--- Start Data lines ---

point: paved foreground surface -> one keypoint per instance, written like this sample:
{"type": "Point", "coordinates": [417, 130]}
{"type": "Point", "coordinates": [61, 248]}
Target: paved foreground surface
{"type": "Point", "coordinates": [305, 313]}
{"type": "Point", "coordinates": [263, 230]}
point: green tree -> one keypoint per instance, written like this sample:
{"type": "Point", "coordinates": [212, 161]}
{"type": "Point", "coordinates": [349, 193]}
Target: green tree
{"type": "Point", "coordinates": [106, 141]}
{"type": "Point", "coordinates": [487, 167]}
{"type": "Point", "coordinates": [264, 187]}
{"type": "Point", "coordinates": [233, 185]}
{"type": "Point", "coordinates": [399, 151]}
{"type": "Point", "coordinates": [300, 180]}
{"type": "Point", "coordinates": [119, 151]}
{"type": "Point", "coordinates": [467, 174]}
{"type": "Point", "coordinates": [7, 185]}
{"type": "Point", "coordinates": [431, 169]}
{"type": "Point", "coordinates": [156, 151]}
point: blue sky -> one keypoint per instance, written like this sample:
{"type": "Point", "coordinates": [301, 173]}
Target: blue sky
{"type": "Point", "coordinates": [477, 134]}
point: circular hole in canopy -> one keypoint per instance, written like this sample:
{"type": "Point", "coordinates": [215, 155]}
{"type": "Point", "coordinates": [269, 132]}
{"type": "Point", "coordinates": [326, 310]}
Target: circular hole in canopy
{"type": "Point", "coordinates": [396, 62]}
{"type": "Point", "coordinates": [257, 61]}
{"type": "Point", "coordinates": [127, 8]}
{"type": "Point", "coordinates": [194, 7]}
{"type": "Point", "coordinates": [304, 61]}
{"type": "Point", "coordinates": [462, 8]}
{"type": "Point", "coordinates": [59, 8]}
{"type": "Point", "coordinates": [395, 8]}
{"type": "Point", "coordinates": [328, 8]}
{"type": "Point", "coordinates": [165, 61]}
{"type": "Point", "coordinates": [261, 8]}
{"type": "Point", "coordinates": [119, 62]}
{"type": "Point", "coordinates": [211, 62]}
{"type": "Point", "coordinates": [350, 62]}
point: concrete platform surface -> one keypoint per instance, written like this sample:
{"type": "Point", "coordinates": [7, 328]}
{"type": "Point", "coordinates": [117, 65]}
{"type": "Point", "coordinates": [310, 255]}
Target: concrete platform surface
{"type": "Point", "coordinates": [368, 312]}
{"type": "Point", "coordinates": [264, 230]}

--- End Data lines ---

Set exercise
From the listing above, reproduce all the lines exactly.

Output for this task
point: paved foreground surface -> one keypoint per instance, written like this sample:
{"type": "Point", "coordinates": [417, 130]}
{"type": "Point", "coordinates": [61, 248]}
Target: paved foreground surface
{"type": "Point", "coordinates": [305, 313]}
{"type": "Point", "coordinates": [263, 230]}
point: green tree -> one keypoint per instance, written like this sample:
{"type": "Point", "coordinates": [212, 161]}
{"type": "Point", "coordinates": [349, 193]}
Target: green tree
{"type": "Point", "coordinates": [106, 141]}
{"type": "Point", "coordinates": [487, 167]}
{"type": "Point", "coordinates": [264, 187]}
{"type": "Point", "coordinates": [233, 185]}
{"type": "Point", "coordinates": [399, 151]}
{"type": "Point", "coordinates": [300, 180]}
{"type": "Point", "coordinates": [119, 151]}
{"type": "Point", "coordinates": [467, 174]}
{"type": "Point", "coordinates": [7, 185]}
{"type": "Point", "coordinates": [431, 169]}
{"type": "Point", "coordinates": [156, 151]}
point: blue sky -> one keypoint per instance, written like this sample:
{"type": "Point", "coordinates": [301, 173]}
Target: blue sky
{"type": "Point", "coordinates": [477, 134]}
point: circular hole in canopy -> one keypoint per instance, written like this sample:
{"type": "Point", "coordinates": [215, 155]}
{"type": "Point", "coordinates": [269, 132]}
{"type": "Point", "coordinates": [326, 310]}
Target: circular hole in canopy
{"type": "Point", "coordinates": [396, 62]}
{"type": "Point", "coordinates": [257, 61]}
{"type": "Point", "coordinates": [127, 8]}
{"type": "Point", "coordinates": [194, 7]}
{"type": "Point", "coordinates": [304, 61]}
{"type": "Point", "coordinates": [462, 8]}
{"type": "Point", "coordinates": [59, 8]}
{"type": "Point", "coordinates": [395, 8]}
{"type": "Point", "coordinates": [328, 8]}
{"type": "Point", "coordinates": [165, 61]}
{"type": "Point", "coordinates": [261, 8]}
{"type": "Point", "coordinates": [119, 62]}
{"type": "Point", "coordinates": [211, 62]}
{"type": "Point", "coordinates": [350, 62]}
point: concrete platform surface -> one keypoint per instance, written like this sample:
{"type": "Point", "coordinates": [7, 328]}
{"type": "Point", "coordinates": [117, 65]}
{"type": "Point", "coordinates": [310, 255]}
Target: concrete platform surface
{"type": "Point", "coordinates": [368, 312]}
{"type": "Point", "coordinates": [264, 230]}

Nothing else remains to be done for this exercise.